But when the same situation arises for China, they are very adamant and use the harshest possible words. Just one line was uttered by a Tibetan Youth Congress leader in Delhi implying that when all non-violent methods are exhausted without bringing any positive result, violent methods will be in vogue. Immediately the Chinese picked it up and termed the Dalai Lama a terrorist and refused to engage the Buddhist leader in a dialogue. The way they describe the Dalai Lama with hate and disdain should be noted.
But then who said diplomacy is charity? To negotiate the impossible and be firm on your commitments alone wins respect from the rival.
Are the Chinese afraid of Hindu pilgrims?

===

Work order>
Reproduce the part of the excerpt on China and the Dalai Lama that begins with the words containing "But when the" and ends with "should be noted.". The lines aren't needed for this.

===

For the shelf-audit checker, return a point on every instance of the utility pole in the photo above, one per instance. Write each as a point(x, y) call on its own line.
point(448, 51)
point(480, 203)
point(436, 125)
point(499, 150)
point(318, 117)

===

Task output>
But when the same situation arises for China, they are very adamant and use the harshest possible words. Just one line was uttered by a Tibetan Youth Congress leader in Delhi implying that when all non-violent methods are exhausted without bringing any positive result, violent methods will be in vogue. Immediately the Chinese picked it up and termed the Dalai Lama a terrorist and refused to engage the Buddhist leader in a dialogue. The way they describe the Dalai Lama with hate and disdain should be noted.